-- Assigned task --
Every record below must be returned word for word, with the pictures left out.

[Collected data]
╭──

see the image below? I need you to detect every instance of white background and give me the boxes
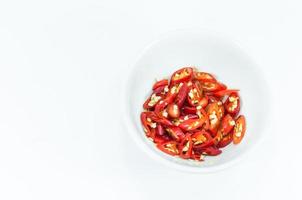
[0,0,301,199]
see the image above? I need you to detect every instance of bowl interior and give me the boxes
[124,30,270,172]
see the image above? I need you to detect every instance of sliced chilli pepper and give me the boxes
[193,81,204,94]
[201,108,210,130]
[199,96,209,108]
[146,111,174,126]
[178,118,206,131]
[196,107,209,130]
[170,67,193,85]
[175,83,189,107]
[224,92,240,116]
[201,131,213,141]
[207,95,221,103]
[157,141,179,156]
[213,130,223,145]
[187,81,204,106]
[149,128,156,139]
[154,100,168,115]
[219,114,235,136]
[167,103,180,118]
[187,88,201,106]
[140,112,151,135]
[191,131,208,146]
[143,97,152,110]
[233,115,246,144]
[179,134,193,159]
[217,133,233,148]
[156,124,165,136]
[141,112,158,139]
[199,146,222,156]
[154,134,171,144]
[219,83,227,90]
[152,79,169,90]
[179,114,199,121]
[206,102,224,136]
[165,126,185,142]
[182,106,197,115]
[217,102,225,119]
[194,71,217,83]
[213,89,239,97]
[143,93,162,110]
[154,117,174,127]
[191,153,203,161]
[154,85,179,115]
[153,85,166,94]
[201,82,222,92]
[193,130,214,149]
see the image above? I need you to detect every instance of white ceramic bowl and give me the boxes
[123,30,271,173]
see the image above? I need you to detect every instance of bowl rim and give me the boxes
[121,29,273,173]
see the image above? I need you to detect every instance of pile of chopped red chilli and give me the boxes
[140,67,246,161]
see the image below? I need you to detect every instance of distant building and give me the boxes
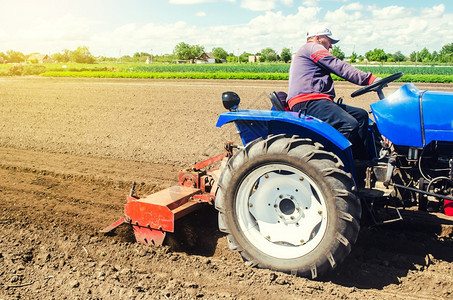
[196,52,216,64]
[27,54,52,64]
[175,52,217,64]
[248,55,261,63]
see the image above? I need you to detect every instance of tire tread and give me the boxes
[215,135,360,278]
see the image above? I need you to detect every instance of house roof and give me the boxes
[28,54,49,61]
[200,52,215,60]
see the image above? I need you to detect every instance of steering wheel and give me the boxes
[351,72,403,99]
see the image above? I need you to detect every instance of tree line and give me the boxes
[112,43,293,64]
[2,42,453,64]
[0,46,96,64]
[332,44,453,64]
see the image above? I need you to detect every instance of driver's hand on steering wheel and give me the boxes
[372,77,383,83]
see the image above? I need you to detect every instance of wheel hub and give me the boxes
[248,170,325,246]
[275,195,301,224]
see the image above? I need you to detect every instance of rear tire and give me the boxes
[215,134,360,278]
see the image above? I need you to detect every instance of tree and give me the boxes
[386,53,394,62]
[260,48,278,62]
[6,50,25,63]
[69,46,95,63]
[155,54,175,63]
[431,51,440,62]
[0,52,7,63]
[173,42,204,61]
[173,42,191,60]
[350,51,358,63]
[365,48,387,62]
[51,49,70,63]
[280,48,291,63]
[419,47,432,62]
[212,47,228,61]
[119,55,133,62]
[331,45,345,60]
[192,45,204,59]
[409,51,418,62]
[239,52,252,63]
[440,43,453,62]
[392,51,406,62]
[133,52,151,62]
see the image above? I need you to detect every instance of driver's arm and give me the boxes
[313,45,377,85]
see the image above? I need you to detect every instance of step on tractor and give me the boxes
[103,73,453,278]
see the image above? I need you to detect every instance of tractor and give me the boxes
[103,73,453,278]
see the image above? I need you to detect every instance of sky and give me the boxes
[0,0,452,58]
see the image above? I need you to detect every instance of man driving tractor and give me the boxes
[287,27,380,159]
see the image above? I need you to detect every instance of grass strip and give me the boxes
[40,71,453,83]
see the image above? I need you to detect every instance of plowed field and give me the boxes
[0,77,452,299]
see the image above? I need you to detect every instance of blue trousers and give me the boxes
[292,99,369,159]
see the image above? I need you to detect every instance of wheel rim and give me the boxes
[235,163,328,259]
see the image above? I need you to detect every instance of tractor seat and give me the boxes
[269,91,289,111]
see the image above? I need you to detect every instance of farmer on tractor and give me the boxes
[287,27,380,159]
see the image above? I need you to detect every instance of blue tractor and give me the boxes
[104,73,453,279]
[214,73,453,278]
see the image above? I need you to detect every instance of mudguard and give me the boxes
[216,109,354,171]
[371,83,453,147]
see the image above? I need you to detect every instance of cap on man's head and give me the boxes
[306,28,339,44]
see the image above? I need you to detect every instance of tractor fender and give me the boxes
[217,110,354,172]
[217,109,351,150]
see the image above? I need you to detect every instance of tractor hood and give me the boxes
[371,83,453,147]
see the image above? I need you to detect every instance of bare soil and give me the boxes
[0,77,452,299]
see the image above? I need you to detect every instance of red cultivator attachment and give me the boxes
[101,144,232,246]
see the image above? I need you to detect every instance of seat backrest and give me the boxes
[269,91,289,111]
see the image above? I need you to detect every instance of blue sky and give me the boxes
[0,0,452,58]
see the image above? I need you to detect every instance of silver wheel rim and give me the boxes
[235,163,328,259]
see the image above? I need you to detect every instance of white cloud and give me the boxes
[240,0,293,11]
[91,21,205,56]
[342,2,364,11]
[196,11,207,16]
[281,0,293,6]
[169,0,235,3]
[1,1,453,58]
[241,0,277,11]
[1,13,97,54]
[325,5,362,21]
[323,3,453,55]
[370,5,406,20]
[302,0,318,7]
[86,2,453,57]
[90,5,324,56]
[0,29,10,42]
[421,4,445,18]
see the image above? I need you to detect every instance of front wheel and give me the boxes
[215,135,361,278]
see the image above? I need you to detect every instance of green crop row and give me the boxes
[126,64,453,75]
[2,62,453,82]
[40,70,453,83]
[40,70,289,80]
[127,63,289,74]
[332,73,453,83]
[356,65,453,75]
[125,63,453,75]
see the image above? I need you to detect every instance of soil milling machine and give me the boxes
[103,73,453,278]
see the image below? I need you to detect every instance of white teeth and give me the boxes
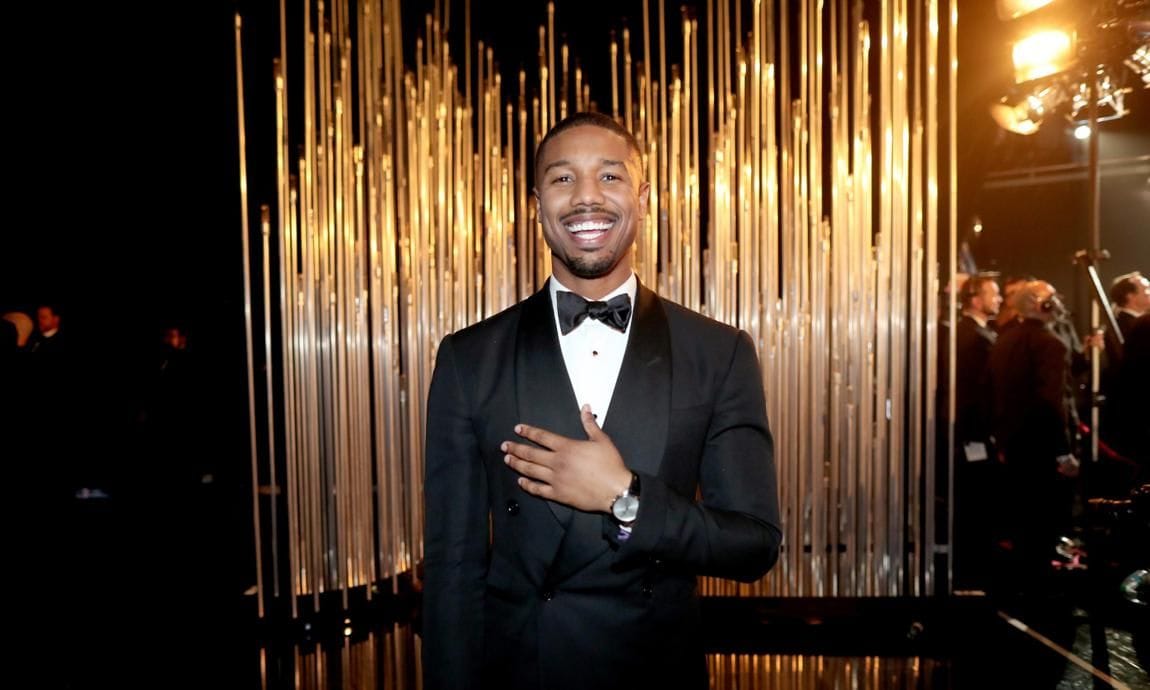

╰──

-- Task output --
see the image below? I need you to detect every instance of white background and give me the boxes
[0,0,301,199]
see the image above? I need you to detect every instance of bowl interior and give me the boxes
[124,30,270,172]
see the image above? I need you to detect every instance of sliced chilli pepper and give me the boxes
[193,81,204,94]
[201,108,210,130]
[199,96,209,108]
[146,111,174,126]
[178,118,206,131]
[196,107,209,130]
[170,67,193,85]
[175,83,189,107]
[224,92,240,116]
[201,131,213,141]
[207,95,221,103]
[157,141,179,156]
[213,130,223,145]
[187,81,204,106]
[149,128,156,139]
[154,100,168,115]
[219,114,235,136]
[167,103,180,118]
[187,88,201,106]
[140,112,151,135]
[191,131,208,146]
[143,97,152,110]
[233,115,246,144]
[179,134,193,159]
[217,133,233,148]
[156,124,165,136]
[141,112,158,139]
[199,146,222,156]
[154,134,171,144]
[219,83,227,90]
[152,79,169,90]
[179,114,199,121]
[206,102,224,136]
[165,126,185,142]
[182,106,197,115]
[217,102,225,119]
[194,71,217,83]
[213,89,239,97]
[143,93,162,110]
[154,117,174,127]
[191,153,203,161]
[154,85,179,115]
[153,85,166,94]
[201,82,222,92]
[193,130,214,149]
see the image above? I need you to detect every instance of white ceramic bowl and give me the boxes
[123,30,271,173]
see the image above? I need you to detect every instance of bowl rim and give me the boxes
[121,29,273,173]
see the image above? I need you to detect every instance of pile of chopped red chilli and give me the boxes
[140,67,246,161]
see the image below? I need you to detect every instance of distant building and give me the boxes
[196,52,216,64]
[27,54,52,64]
[175,52,217,64]
[248,55,261,63]
see the image above? I need you to detect every instance of tire tread and give me the boxes
[215,135,360,278]
see the image above? I need you to detect every instance of house roof and give me the boxes
[28,54,49,61]
[200,52,215,60]
see the image above? I need you to detect every instance of steering wheel and give me the boxes
[351,72,403,99]
see the image above? I need you to detect every instance of tree line and give me the boxes
[112,43,293,64]
[2,42,453,64]
[0,46,96,64]
[332,44,453,64]
see the image above? I need you to detect every instance of driver's hand on steering wheel and give me the boxes
[372,77,383,83]
see the image above? I need you to detect every instance of wheel hub and give me the boxes
[248,170,325,246]
[275,195,301,224]
see the image above? I need you to detect every instance of rear tire and give me the boxes
[215,134,360,278]
see the image above? I need you to detect every instance of tree and give me the boxes
[386,53,394,62]
[260,48,278,62]
[6,50,25,63]
[69,46,95,63]
[155,54,175,63]
[431,51,440,62]
[0,52,7,63]
[173,42,204,61]
[173,42,191,60]
[350,51,358,63]
[365,48,387,62]
[51,49,70,63]
[280,48,291,63]
[419,47,432,62]
[212,47,228,61]
[119,55,133,62]
[331,45,345,60]
[192,45,204,59]
[409,51,418,62]
[239,52,252,63]
[440,43,453,62]
[392,51,406,62]
[133,52,151,62]
see the image above? I need you to detect every instance of driver's arm and give me the boxes
[313,45,377,85]
see the image above? I need you to detect every instance of step on tractor and give me the boxes
[103,73,453,278]
see the image above? I need you to detect every instance of tractor and give me the boxes
[103,73,453,278]
see the image above? I need you to detect every instance of sky and give me the boxes
[0,0,452,58]
see the image above? I need you to detect every instance of man driving tractor and give me the boxes
[287,27,380,159]
see the image above? I need you to detect every instance of grass strip and give me the boxes
[40,71,453,83]
see the image above? I need you to detect every instance of plowed field and give me the boxes
[0,77,452,299]
see the image above? I need you to detect every instance of blue trousers and give me the boxes
[292,99,369,159]
see the image above? I need you to detect every instance of wheel rim and give me the boxes
[235,163,328,259]
see the image above? I need you to detect every instance of tractor seat and give me the boxes
[269,91,289,111]
see the image above? I need you to detect every instance of farmer on tractor and give me the boxes
[287,27,380,159]
see the image above? I need you to detect every instance of blue tractor and give me the boxes
[104,73,453,279]
[214,73,453,278]
see the image above? I need you to detect every instance of mudguard and give me the boxes
[216,109,354,171]
[371,83,453,147]
see the image above? I need you to detect every instance of cap on man's head and give me the boxes
[306,28,339,44]
see the image above? I need you to detect every instance of tractor fender and give me the boxes
[217,110,354,172]
[217,109,351,150]
see the image above? I need you to detect every instance of tractor hood and give me the boxes
[371,83,453,147]
see the image above? I need you to detect every instance of bare soil and give me the boxes
[0,77,452,299]
see the image above? I need you to detect every instance of red cultivator attachment and give me the boxes
[101,144,232,246]
see the image above? I need you to detect every instance of seat backrest and give me the boxes
[269,91,289,111]
see the image above? I need you to detect every instance of blue sky and give me the boxes
[0,0,452,58]
see the image above? I need you to detect every instance of silver wheel rim and give me the boxes
[235,163,328,259]
see the image above? I need you to detect every instance of white cloud and give me the boxes
[240,0,293,11]
[91,21,205,56]
[342,2,364,11]
[196,11,207,16]
[281,0,293,6]
[169,0,235,3]
[1,1,453,58]
[241,0,277,11]
[1,13,97,54]
[325,5,362,21]
[323,3,453,55]
[370,5,406,20]
[302,0,318,7]
[86,2,453,57]
[90,5,324,56]
[0,29,10,42]
[421,4,445,18]
see the image above? I need you to detect every instance of front wheel and give me the boxes
[215,135,361,278]
see the image above? I need you to detect every instance of green crop row and give me the boxes
[126,64,453,75]
[2,62,453,82]
[40,70,453,83]
[40,70,289,80]
[127,63,289,74]
[332,73,453,83]
[356,65,453,75]
[125,63,453,75]
see the image above? I need you to detect every instance of soil milling machine and give me the boxes
[103,73,453,278]
see the image below? I need you to detect every instance of white teeth and give me the boxes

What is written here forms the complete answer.